Location identification items:
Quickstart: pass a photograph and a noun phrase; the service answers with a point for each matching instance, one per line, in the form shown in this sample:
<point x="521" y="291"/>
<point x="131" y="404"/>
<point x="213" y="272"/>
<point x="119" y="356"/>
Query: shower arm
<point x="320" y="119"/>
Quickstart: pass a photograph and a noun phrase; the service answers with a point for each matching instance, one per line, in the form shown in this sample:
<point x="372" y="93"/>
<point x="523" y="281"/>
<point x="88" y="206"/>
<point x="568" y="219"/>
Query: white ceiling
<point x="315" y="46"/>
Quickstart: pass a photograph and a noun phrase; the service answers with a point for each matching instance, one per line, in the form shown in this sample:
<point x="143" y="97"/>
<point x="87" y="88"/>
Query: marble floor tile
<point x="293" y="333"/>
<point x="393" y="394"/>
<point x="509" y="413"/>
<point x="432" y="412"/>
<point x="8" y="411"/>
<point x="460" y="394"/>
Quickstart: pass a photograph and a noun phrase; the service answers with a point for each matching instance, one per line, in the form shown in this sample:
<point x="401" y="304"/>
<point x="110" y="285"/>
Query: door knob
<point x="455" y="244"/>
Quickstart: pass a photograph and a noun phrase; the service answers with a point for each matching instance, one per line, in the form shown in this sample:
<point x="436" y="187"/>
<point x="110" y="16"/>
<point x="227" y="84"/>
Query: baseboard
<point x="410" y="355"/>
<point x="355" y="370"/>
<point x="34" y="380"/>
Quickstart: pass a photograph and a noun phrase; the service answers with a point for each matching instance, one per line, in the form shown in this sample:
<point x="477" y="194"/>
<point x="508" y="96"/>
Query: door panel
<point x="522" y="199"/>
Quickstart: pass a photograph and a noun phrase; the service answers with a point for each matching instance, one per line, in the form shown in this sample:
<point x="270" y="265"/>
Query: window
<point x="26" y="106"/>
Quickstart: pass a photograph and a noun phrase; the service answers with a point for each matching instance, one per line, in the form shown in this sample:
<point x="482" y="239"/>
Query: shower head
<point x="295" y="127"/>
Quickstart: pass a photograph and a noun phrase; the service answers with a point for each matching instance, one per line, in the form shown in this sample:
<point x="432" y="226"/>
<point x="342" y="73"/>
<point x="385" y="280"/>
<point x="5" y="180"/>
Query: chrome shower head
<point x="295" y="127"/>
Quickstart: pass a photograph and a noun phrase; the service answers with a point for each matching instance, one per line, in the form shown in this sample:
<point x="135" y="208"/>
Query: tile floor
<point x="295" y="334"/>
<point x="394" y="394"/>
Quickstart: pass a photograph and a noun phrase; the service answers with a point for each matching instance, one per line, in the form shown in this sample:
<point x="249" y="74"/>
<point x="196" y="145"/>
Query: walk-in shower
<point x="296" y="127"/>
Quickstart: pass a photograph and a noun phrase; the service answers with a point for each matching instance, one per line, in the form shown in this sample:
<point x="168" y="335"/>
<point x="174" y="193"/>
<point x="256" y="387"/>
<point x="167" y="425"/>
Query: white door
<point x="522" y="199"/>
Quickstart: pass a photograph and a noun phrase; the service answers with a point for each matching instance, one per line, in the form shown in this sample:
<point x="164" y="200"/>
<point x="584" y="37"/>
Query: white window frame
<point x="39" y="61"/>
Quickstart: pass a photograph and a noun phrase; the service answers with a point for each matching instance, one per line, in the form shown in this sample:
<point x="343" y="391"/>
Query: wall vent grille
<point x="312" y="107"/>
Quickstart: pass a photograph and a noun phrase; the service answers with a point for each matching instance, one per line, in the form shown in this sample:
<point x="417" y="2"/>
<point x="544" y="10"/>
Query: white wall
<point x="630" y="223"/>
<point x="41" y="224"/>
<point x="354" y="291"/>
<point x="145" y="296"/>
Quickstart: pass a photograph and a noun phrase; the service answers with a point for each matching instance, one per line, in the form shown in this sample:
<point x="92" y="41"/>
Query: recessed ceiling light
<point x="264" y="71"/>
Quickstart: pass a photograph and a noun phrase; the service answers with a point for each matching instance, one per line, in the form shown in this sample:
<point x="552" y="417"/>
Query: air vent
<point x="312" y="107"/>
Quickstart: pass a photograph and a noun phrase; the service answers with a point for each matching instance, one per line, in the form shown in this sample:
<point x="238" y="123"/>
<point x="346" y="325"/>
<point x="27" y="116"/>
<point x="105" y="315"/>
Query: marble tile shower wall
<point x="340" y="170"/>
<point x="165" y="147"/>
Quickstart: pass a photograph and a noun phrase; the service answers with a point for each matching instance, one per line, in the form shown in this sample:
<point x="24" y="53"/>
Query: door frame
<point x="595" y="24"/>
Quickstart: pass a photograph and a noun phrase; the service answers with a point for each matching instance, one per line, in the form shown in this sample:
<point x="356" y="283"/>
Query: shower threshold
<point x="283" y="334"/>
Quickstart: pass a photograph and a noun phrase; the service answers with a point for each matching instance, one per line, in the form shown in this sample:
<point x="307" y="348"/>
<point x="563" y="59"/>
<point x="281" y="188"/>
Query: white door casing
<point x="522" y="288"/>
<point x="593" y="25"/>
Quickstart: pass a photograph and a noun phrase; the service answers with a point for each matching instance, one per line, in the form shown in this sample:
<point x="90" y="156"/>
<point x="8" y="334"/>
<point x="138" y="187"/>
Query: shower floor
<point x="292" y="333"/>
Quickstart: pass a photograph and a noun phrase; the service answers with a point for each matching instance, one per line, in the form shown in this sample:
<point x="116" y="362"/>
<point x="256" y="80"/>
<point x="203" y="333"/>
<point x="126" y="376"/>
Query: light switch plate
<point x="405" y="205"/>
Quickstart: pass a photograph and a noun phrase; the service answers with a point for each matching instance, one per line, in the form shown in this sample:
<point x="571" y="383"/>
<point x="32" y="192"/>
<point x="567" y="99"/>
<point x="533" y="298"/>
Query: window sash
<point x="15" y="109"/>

• TASK TO CARRY OUT
Find each line in the listing above that contains the word "head" and copy those lines in full.

• SOLUTION FOR THIS EXERCISE
Query: shower head
Query: chrome shower head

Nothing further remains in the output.